» **The problem**
Rewrite the listing from the line with "Spot every instance of the yellow" to the line with "x=211 y=163", changing "yellow sign" to "caution sign" and keeping everything else the same. Give only those lines.
## begin Task inputs
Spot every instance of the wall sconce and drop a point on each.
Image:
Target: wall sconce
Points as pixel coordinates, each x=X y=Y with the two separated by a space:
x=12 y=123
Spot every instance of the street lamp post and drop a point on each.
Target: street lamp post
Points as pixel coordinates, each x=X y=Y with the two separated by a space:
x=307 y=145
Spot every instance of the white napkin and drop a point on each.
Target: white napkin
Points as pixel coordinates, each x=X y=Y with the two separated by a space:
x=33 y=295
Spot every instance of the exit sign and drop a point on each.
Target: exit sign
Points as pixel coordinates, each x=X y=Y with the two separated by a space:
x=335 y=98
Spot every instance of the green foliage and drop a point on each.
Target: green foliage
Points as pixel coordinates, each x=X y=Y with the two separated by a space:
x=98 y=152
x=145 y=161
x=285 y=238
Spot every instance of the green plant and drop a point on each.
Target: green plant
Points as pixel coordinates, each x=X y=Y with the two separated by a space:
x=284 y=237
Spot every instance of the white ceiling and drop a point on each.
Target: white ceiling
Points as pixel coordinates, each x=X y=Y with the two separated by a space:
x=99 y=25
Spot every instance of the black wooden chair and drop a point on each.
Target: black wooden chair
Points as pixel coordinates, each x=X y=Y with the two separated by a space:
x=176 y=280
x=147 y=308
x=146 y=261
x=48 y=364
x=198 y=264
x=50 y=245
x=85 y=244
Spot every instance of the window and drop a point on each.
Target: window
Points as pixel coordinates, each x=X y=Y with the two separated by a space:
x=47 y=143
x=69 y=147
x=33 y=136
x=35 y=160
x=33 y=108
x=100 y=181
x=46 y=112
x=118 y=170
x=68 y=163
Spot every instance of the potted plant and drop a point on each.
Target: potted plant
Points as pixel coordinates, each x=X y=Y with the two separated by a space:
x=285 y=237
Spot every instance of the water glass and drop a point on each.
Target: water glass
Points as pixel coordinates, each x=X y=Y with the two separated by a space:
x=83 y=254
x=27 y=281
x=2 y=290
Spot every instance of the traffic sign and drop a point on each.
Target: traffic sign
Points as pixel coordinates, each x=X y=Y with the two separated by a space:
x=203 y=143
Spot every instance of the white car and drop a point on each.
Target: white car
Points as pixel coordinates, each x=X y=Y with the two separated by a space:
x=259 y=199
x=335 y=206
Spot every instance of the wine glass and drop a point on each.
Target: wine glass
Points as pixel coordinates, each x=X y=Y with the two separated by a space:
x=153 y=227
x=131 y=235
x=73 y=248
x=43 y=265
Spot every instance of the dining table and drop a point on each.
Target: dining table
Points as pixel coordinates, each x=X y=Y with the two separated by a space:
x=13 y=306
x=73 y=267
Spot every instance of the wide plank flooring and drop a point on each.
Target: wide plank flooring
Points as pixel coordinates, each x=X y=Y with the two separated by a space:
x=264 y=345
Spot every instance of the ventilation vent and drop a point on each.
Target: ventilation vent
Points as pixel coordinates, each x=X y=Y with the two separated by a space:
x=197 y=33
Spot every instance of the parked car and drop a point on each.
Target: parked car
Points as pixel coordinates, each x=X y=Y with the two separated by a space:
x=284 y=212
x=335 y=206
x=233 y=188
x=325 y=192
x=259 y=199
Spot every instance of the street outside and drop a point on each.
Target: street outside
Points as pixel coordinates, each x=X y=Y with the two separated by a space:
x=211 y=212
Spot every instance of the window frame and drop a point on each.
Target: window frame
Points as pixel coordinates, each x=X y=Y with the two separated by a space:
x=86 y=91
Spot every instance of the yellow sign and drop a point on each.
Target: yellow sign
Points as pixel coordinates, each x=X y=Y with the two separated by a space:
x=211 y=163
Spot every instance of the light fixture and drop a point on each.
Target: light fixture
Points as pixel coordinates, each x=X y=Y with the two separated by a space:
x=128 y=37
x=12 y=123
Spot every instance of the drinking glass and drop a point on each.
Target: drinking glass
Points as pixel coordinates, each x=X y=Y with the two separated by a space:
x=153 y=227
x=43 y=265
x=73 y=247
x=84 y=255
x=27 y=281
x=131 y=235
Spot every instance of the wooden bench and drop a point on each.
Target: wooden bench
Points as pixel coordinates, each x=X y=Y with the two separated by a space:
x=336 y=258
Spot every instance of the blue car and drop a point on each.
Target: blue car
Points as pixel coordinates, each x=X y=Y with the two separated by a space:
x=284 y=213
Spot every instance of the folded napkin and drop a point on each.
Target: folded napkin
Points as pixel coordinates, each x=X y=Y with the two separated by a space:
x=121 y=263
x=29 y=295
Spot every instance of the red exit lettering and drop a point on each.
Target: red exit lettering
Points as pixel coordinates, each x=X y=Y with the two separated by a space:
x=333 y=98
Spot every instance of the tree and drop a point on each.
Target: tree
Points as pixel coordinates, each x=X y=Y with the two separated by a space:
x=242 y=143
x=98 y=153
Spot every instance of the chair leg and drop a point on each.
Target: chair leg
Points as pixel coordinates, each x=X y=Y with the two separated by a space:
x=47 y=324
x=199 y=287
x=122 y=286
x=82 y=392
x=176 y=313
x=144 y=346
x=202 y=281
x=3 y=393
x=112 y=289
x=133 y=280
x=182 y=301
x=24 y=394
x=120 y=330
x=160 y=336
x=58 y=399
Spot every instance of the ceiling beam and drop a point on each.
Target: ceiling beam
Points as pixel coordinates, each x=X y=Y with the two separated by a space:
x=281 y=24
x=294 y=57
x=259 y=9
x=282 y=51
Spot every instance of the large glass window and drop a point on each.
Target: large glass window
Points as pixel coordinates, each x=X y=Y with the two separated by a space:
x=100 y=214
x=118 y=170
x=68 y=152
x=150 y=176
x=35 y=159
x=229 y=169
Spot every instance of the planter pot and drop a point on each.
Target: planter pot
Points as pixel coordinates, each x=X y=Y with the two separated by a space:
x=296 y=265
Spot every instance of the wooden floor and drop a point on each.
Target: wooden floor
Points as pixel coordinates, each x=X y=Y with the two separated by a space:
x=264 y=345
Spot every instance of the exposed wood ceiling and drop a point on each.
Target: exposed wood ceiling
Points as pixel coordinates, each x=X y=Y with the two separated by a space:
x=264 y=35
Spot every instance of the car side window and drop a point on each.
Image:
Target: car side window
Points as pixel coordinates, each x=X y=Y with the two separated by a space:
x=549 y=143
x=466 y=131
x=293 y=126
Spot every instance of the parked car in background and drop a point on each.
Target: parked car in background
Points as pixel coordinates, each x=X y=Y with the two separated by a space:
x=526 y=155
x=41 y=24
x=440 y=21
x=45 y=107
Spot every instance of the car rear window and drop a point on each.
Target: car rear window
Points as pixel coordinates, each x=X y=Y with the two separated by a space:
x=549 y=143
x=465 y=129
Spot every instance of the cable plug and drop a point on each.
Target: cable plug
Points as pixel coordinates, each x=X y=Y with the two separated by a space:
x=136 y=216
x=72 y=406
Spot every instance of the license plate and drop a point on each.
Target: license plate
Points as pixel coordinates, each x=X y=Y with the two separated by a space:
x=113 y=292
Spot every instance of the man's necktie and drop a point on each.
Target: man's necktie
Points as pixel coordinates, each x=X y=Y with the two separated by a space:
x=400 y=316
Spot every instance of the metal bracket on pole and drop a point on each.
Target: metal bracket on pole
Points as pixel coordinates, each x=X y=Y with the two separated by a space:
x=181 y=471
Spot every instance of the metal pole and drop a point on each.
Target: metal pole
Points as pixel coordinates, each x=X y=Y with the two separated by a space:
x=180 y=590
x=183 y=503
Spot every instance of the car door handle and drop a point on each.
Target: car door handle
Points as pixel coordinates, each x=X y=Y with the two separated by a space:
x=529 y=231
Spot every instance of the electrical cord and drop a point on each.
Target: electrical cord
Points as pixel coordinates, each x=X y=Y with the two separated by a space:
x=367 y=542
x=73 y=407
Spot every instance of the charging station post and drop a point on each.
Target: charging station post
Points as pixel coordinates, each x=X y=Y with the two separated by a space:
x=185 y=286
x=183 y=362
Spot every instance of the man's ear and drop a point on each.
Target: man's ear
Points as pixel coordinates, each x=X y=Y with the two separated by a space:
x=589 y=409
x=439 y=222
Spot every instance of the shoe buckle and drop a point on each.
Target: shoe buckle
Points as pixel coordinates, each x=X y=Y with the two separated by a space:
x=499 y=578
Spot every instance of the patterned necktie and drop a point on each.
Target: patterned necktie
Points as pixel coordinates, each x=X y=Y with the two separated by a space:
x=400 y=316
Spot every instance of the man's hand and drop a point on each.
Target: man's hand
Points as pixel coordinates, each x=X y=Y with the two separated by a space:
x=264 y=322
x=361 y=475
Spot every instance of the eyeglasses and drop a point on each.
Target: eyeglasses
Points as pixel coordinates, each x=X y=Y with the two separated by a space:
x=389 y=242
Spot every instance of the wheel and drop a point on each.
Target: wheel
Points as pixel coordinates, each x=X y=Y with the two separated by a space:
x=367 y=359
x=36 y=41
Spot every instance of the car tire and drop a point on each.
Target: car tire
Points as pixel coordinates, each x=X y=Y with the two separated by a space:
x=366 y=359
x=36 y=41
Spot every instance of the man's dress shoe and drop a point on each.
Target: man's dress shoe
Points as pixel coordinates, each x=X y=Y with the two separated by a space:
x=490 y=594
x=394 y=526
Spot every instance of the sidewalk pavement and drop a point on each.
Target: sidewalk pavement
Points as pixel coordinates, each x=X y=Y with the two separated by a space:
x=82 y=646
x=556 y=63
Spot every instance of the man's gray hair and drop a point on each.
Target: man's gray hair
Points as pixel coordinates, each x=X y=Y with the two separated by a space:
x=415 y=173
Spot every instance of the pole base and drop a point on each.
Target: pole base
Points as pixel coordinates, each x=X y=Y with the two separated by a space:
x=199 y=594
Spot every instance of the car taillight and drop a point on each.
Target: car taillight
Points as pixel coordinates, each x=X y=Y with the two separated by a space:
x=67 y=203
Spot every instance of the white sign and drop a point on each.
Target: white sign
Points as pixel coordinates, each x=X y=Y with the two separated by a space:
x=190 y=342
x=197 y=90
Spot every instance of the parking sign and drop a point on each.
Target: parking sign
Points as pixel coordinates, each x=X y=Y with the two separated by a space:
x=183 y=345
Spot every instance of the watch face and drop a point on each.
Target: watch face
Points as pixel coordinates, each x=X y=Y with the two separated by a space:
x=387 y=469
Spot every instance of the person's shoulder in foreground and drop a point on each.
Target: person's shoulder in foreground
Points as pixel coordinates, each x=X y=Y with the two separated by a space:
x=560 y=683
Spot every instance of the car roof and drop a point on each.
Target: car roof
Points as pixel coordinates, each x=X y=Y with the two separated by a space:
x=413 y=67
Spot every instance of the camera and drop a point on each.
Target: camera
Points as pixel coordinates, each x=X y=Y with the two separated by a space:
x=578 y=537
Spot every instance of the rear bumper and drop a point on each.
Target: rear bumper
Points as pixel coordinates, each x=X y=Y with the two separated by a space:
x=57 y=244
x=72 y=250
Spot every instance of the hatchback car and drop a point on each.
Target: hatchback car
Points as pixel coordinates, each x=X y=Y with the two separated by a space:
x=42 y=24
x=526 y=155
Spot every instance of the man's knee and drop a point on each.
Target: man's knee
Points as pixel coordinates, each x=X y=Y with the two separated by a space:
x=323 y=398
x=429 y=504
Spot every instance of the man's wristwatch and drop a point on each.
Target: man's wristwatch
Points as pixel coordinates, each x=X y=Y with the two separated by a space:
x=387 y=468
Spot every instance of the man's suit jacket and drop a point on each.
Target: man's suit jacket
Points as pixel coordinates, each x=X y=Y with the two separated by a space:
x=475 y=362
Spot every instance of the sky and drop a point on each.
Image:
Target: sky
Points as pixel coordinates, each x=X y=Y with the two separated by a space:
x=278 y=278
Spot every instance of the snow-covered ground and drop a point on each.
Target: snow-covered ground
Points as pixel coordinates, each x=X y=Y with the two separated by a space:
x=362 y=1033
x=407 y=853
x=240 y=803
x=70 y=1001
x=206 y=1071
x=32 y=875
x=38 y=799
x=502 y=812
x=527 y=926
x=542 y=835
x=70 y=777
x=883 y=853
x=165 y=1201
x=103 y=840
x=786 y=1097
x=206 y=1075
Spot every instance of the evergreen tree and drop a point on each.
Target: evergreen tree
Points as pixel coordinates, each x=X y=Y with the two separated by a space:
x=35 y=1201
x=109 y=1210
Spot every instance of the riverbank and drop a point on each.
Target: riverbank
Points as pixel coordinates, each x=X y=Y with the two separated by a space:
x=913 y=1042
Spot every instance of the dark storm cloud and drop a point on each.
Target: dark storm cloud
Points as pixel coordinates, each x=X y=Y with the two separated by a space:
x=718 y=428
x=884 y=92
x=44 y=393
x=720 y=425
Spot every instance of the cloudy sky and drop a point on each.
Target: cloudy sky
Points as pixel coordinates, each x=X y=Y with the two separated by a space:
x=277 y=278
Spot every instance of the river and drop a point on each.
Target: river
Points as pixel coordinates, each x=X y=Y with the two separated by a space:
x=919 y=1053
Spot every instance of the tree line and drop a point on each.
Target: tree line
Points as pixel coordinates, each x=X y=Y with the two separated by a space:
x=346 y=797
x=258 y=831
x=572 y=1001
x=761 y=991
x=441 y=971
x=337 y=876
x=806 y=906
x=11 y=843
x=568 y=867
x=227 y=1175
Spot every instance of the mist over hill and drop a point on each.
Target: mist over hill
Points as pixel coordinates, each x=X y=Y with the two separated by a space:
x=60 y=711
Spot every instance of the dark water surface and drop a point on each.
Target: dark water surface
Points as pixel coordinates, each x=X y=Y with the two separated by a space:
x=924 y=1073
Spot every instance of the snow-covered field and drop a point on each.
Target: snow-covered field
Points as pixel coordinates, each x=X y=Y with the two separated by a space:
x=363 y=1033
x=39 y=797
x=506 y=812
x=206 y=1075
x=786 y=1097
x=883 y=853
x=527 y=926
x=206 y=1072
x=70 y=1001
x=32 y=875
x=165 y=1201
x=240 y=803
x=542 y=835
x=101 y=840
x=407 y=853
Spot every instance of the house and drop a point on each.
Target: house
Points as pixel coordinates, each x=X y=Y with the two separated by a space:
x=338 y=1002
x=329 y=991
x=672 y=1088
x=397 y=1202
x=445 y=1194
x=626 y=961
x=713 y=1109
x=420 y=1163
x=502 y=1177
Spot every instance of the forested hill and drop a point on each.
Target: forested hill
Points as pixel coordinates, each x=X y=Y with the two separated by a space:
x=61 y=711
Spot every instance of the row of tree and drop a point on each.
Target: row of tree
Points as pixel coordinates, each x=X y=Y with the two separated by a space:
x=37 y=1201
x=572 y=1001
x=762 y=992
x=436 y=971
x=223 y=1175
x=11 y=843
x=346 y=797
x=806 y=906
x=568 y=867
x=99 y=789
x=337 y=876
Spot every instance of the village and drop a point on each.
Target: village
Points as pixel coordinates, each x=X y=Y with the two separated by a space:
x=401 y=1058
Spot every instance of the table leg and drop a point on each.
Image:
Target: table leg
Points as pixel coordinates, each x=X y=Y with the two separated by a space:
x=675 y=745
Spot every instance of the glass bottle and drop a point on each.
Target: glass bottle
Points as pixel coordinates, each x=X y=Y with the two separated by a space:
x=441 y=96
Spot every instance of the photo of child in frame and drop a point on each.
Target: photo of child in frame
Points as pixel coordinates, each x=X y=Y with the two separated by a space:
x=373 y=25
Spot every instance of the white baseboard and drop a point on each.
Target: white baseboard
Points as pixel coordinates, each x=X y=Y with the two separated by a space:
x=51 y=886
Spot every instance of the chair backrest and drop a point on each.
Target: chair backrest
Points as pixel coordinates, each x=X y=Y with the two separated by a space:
## end Task inputs
» **Solution to the exercise**
Spot every instance of the caution sign and drop a point on each.
Target: caution sign
Points as pixel coordinates, each x=X y=Y with the two separated by a space:
x=211 y=163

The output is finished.